» **Task goal**
Below are lines of data; restate word for word those running from the line containing "Put a marker on every instance of the corrugated" to the line containing "Put a marker on every instance of the louvered", inclusive, and no others.

━━ Source data ━━

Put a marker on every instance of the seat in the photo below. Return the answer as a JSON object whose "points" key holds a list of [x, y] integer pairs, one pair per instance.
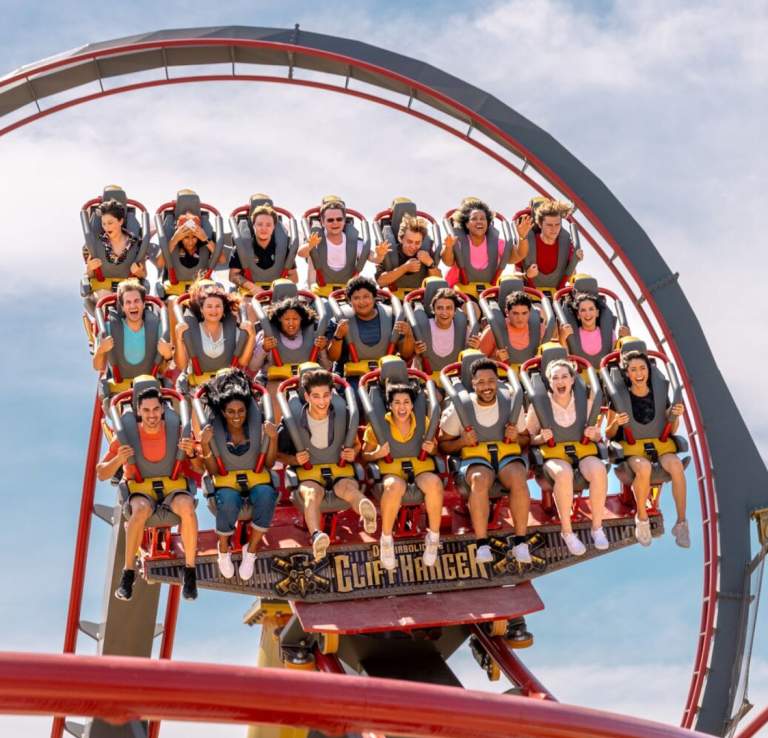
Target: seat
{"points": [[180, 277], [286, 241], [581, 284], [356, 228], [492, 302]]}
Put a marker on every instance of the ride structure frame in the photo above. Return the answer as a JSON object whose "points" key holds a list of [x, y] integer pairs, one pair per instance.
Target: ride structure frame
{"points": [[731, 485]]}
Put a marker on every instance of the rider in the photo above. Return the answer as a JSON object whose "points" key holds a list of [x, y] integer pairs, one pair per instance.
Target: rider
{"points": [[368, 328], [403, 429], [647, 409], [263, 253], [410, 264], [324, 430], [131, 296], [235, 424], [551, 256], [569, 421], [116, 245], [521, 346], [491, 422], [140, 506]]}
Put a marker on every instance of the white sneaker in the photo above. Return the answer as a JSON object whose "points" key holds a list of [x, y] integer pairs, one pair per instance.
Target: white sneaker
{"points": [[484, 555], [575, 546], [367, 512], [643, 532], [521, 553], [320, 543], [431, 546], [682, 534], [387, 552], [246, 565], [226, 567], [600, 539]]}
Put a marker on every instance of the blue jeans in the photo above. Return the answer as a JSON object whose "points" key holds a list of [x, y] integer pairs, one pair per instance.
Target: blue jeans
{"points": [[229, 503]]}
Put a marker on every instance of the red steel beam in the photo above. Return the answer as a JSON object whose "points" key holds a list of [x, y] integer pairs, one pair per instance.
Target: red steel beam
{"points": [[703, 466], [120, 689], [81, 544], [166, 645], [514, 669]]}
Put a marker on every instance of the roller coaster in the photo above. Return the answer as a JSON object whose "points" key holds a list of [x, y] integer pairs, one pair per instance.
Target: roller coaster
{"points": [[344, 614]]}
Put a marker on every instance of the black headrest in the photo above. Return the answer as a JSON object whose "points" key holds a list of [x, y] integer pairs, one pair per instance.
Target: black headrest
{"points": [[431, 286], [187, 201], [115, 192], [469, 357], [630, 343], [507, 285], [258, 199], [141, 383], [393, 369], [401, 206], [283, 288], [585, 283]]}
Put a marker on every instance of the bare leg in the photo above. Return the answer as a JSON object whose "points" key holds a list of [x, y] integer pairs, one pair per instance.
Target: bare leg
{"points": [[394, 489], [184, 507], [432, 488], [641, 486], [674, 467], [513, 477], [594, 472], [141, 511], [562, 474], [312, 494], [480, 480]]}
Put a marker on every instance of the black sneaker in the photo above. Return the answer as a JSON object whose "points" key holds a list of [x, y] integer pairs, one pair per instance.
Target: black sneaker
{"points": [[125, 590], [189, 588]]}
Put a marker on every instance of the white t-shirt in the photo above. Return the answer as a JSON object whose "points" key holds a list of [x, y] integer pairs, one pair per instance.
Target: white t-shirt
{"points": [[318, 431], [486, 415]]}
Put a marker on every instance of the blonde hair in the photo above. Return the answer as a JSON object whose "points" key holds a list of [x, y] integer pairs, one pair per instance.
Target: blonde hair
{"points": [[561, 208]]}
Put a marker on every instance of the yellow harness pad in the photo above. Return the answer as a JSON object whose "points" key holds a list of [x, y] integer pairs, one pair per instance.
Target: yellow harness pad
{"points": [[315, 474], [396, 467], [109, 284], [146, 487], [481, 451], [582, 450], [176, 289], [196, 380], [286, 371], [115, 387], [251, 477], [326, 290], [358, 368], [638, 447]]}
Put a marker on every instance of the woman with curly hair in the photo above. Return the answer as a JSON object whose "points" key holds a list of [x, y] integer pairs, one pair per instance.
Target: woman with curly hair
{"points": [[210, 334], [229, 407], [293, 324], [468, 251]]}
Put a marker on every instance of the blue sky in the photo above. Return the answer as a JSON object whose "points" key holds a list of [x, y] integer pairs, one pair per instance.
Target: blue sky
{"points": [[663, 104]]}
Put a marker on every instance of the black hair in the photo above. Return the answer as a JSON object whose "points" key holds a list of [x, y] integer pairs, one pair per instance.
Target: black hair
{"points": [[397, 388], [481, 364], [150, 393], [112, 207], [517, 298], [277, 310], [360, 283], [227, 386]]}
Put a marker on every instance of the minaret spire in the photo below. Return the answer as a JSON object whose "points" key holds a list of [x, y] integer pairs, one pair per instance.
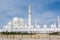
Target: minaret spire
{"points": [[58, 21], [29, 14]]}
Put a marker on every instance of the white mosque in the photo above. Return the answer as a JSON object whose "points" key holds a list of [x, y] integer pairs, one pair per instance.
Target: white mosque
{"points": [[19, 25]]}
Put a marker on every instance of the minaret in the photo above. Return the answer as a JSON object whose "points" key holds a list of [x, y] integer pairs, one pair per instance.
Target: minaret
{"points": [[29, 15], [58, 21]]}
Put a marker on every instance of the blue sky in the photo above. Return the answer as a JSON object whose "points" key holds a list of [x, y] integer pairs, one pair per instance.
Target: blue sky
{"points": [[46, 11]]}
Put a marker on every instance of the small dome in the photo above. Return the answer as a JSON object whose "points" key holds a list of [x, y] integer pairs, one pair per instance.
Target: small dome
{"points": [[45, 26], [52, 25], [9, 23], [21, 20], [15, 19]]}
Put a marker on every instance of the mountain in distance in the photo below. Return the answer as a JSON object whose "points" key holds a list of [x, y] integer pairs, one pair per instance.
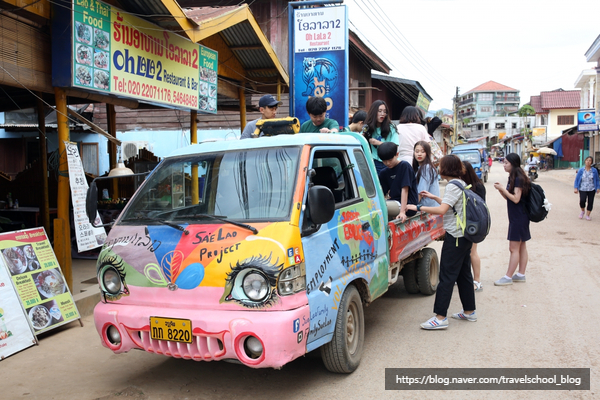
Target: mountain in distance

━━━
━━ Source data ━━

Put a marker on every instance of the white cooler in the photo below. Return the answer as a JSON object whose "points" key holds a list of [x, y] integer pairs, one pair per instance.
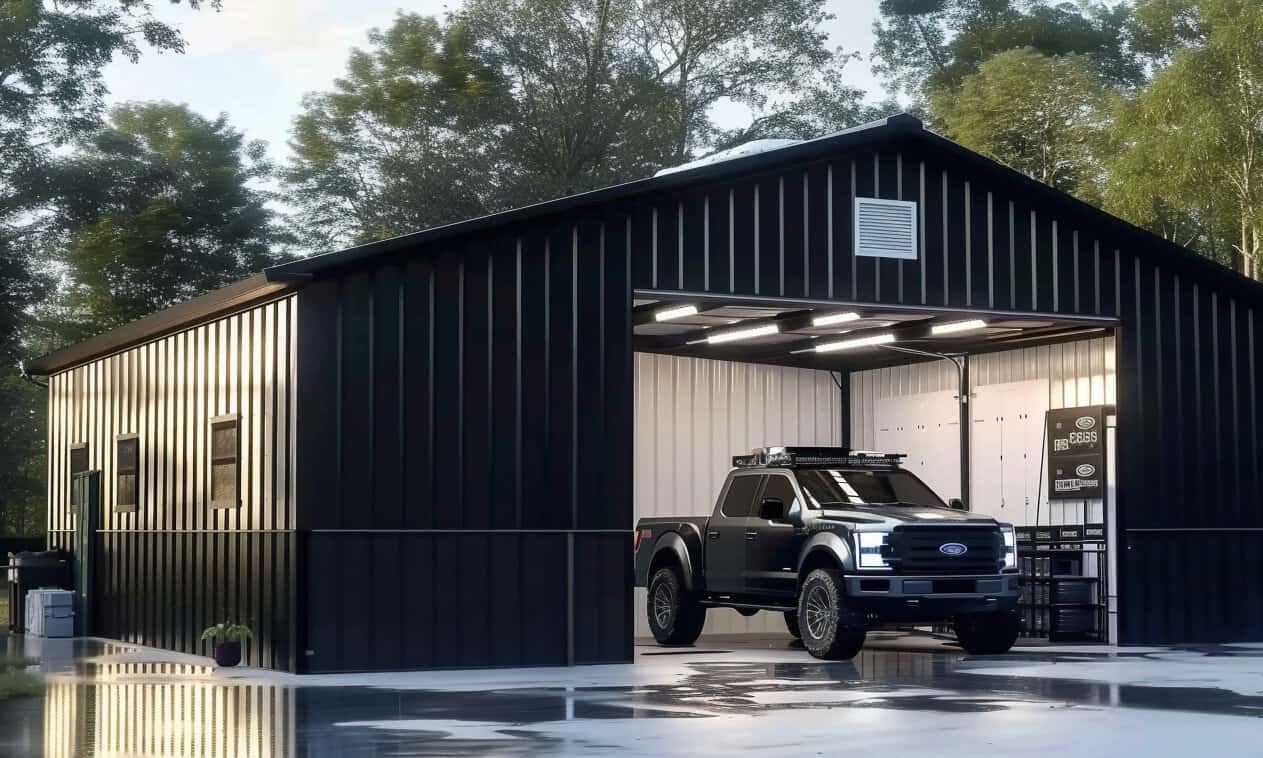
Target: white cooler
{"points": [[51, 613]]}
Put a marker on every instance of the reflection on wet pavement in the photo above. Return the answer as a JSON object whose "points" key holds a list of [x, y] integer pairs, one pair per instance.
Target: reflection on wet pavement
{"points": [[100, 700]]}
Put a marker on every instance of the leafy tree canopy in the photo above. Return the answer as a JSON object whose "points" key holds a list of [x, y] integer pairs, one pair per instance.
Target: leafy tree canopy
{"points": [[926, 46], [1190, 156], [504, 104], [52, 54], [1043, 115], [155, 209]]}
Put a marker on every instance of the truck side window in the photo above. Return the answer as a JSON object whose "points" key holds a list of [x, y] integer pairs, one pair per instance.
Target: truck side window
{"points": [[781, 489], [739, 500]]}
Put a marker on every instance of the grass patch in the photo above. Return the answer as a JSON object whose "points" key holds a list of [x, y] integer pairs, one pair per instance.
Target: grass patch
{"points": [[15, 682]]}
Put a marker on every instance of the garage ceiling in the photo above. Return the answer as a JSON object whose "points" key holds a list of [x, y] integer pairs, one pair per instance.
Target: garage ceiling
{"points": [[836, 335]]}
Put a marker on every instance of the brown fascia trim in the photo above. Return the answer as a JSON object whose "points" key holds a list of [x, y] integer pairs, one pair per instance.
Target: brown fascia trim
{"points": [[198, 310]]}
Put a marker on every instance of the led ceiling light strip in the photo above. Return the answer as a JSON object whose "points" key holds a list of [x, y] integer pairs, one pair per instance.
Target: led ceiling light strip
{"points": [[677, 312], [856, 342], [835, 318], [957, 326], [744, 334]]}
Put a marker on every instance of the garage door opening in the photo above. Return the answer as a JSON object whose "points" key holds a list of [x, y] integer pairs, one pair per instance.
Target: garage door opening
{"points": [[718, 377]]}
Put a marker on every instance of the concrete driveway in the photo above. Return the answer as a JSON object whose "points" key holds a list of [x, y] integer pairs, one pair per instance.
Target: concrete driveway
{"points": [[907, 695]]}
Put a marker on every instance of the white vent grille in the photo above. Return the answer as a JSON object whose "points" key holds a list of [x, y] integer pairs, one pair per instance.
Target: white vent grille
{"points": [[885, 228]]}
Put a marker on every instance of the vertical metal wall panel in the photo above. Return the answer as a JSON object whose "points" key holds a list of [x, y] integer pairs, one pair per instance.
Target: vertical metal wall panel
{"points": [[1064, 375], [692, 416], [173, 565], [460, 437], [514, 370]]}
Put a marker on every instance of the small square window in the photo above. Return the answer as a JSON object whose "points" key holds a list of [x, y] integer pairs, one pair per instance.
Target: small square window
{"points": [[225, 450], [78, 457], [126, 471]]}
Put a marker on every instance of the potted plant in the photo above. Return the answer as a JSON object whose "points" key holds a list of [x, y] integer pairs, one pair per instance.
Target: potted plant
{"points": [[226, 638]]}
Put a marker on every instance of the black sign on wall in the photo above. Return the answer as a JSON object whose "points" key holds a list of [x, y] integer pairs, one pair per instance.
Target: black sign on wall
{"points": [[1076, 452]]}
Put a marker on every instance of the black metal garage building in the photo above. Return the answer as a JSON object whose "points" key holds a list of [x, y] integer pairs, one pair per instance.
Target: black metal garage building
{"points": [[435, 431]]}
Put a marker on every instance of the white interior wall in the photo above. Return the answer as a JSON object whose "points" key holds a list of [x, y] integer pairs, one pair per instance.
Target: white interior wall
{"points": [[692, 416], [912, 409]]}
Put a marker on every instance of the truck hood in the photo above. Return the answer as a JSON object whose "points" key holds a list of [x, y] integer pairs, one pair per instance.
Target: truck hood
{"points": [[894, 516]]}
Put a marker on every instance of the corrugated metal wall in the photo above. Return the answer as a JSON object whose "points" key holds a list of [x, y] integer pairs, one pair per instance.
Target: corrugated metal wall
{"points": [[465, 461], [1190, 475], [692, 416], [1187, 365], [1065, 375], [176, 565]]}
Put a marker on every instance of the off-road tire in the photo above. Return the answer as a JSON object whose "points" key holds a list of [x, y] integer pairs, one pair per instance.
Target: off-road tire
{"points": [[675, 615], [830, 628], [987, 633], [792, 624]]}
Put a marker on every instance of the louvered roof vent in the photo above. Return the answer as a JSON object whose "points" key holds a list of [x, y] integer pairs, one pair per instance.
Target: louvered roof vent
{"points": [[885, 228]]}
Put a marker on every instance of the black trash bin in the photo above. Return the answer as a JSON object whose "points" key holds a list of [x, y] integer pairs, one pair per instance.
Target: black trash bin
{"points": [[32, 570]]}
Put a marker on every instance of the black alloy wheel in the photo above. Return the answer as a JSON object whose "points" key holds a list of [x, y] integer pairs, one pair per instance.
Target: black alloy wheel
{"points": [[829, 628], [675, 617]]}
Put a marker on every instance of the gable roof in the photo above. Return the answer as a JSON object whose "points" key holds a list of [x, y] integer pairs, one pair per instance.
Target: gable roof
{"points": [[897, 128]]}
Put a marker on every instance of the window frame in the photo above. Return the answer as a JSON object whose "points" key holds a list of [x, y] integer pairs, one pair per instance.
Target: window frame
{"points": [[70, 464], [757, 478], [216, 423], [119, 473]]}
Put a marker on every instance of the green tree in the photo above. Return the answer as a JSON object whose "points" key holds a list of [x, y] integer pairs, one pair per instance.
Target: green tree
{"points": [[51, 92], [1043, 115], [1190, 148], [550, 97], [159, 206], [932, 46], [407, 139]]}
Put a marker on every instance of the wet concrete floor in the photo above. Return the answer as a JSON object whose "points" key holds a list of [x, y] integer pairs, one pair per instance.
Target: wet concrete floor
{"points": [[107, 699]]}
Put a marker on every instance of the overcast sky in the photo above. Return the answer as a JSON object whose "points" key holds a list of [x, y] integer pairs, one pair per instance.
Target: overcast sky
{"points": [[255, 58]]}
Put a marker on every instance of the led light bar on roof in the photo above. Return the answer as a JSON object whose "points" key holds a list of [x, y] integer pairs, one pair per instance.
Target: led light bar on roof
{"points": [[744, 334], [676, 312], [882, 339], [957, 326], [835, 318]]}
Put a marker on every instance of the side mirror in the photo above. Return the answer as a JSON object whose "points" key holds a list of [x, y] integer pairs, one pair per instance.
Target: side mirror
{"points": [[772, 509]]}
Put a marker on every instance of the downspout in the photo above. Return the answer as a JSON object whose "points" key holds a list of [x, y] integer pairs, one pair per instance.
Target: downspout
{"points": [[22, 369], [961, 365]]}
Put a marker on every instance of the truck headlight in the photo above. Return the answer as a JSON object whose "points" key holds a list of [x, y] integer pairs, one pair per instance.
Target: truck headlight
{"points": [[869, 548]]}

━━━

» **Task response**
Put a marker on every instance of the corrugated metal wall in the photo above. Return the answer as a JSON object whose "points" key holds a list of [x, y] integer pairs, one pair per instance.
Target: corrugated metal wall
{"points": [[465, 461], [1190, 475], [692, 416], [1187, 365], [1065, 375], [176, 565]]}
Put a marker on every instance of the off-road tire in the photo above. Return the answer as a JSON object whose "points" key holds a list of [x, y] integer pairs, one pair per instance.
Target: off-road tire
{"points": [[675, 615], [830, 628], [987, 633], [792, 624]]}
Put a marker on every instance of the louvered roof vent in the photo above. Return the answer as a JSON object whose "points" key holds a list of [x, y] integer pairs, one pair per instance.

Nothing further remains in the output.